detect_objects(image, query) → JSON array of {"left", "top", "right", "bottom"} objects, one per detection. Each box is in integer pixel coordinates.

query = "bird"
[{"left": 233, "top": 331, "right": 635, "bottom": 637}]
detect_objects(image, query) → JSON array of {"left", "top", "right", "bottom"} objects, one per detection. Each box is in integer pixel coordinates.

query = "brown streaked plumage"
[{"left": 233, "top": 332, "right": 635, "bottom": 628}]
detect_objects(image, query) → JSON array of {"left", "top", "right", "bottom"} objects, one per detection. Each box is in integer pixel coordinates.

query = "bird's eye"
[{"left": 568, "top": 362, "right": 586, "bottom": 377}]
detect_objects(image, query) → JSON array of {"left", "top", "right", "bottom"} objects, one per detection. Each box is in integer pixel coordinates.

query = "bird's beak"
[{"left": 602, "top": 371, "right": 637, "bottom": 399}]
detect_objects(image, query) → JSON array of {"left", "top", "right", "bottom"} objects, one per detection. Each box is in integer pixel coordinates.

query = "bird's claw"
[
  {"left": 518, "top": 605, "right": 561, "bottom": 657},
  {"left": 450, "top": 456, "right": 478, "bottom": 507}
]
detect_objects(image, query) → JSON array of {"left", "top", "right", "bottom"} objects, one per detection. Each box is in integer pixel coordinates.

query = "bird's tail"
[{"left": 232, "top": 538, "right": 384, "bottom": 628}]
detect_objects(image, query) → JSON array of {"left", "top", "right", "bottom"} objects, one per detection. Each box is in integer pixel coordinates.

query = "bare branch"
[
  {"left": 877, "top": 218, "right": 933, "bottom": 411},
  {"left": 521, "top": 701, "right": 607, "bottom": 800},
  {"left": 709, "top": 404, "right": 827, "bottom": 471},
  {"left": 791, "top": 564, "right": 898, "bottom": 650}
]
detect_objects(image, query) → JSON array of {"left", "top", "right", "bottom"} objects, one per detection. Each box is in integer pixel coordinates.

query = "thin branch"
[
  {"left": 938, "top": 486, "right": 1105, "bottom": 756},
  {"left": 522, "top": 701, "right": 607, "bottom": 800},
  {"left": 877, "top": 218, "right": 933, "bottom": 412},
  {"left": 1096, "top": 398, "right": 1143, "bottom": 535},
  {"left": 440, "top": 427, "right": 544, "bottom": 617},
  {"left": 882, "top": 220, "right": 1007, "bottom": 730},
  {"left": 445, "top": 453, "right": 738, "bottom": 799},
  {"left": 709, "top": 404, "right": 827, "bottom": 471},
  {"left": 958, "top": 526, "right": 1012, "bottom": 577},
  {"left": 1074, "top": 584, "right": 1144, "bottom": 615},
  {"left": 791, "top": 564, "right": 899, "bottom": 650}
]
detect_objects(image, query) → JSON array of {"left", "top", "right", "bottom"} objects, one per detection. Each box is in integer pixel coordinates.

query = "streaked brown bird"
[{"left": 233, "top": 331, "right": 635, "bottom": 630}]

Try it: The records above are to be printed in full, exactly as they appear.

Result of this exercise:
detect_objects(image, query) → JSON array of {"left", "top", "right", "bottom"} objects, one per detection. Each box is in integer pixel coordinates.

query = "bird"
[{"left": 233, "top": 331, "right": 635, "bottom": 637}]
detect_objects(image, query) → JSON array of {"left", "top", "right", "bottom"} objects, one per detection. Each box is in integer pixel coordinates.

query = "brown streaked plumage"
[{"left": 233, "top": 332, "right": 635, "bottom": 628}]
detect_objects(image, query) → JSON array of {"left", "top", "right", "bottom"} objects, one per detection. Each box is in integer pixel coordinates.

query = "bird's eye"
[{"left": 568, "top": 362, "right": 586, "bottom": 377}]
detect_objects(image, query) → JSON array of {"left", "top", "right", "bottom"} objects, one per detection. Each box is in integer pixel coordinates.

query = "bird's beak"
[{"left": 602, "top": 371, "right": 637, "bottom": 399}]
detect_objects(image, query) → JSON array of {"left", "top", "right", "bottom"} objects, one per detection. Each box is in integer pixel coordinates.

query = "bird's claw"
[
  {"left": 518, "top": 605, "right": 561, "bottom": 657},
  {"left": 450, "top": 456, "right": 478, "bottom": 507}
]
detect_objects(image, query) → JSON array of {"left", "top", "right", "bottom"} objects, one per detection. Each box is in integer pixel coordinates.

query = "bird's tail"
[{"left": 232, "top": 538, "right": 384, "bottom": 628}]
detect_objects(image, query) → JSON array of {"left", "top", "right", "bottom"} objects, one per detection. Each box is in integer pixel coordinates.

query = "bare branch"
[
  {"left": 877, "top": 218, "right": 933, "bottom": 411},
  {"left": 521, "top": 701, "right": 607, "bottom": 800},
  {"left": 709, "top": 404, "right": 827, "bottom": 471},
  {"left": 791, "top": 564, "right": 898, "bottom": 650}
]
detect_objects(image, query) → JSON array of {"left", "top", "right", "bottom"} objects, one per detection. Each box is in integer pixel coordinates.

query = "thin branch"
[
  {"left": 938, "top": 486, "right": 1105, "bottom": 756},
  {"left": 522, "top": 701, "right": 607, "bottom": 800},
  {"left": 877, "top": 218, "right": 933, "bottom": 412},
  {"left": 1096, "top": 398, "right": 1143, "bottom": 535},
  {"left": 440, "top": 427, "right": 544, "bottom": 617},
  {"left": 882, "top": 220, "right": 1007, "bottom": 730},
  {"left": 445, "top": 453, "right": 738, "bottom": 799},
  {"left": 709, "top": 404, "right": 827, "bottom": 471},
  {"left": 958, "top": 526, "right": 1012, "bottom": 577},
  {"left": 1074, "top": 584, "right": 1144, "bottom": 615},
  {"left": 791, "top": 564, "right": 899, "bottom": 650}
]
detect_objects(image, query) → JSON array of {"left", "top", "right", "bottom"} objects, one per detection. Each box is in integer pixel coordinates.

query = "streaked brown bird"
[{"left": 233, "top": 331, "right": 635, "bottom": 630}]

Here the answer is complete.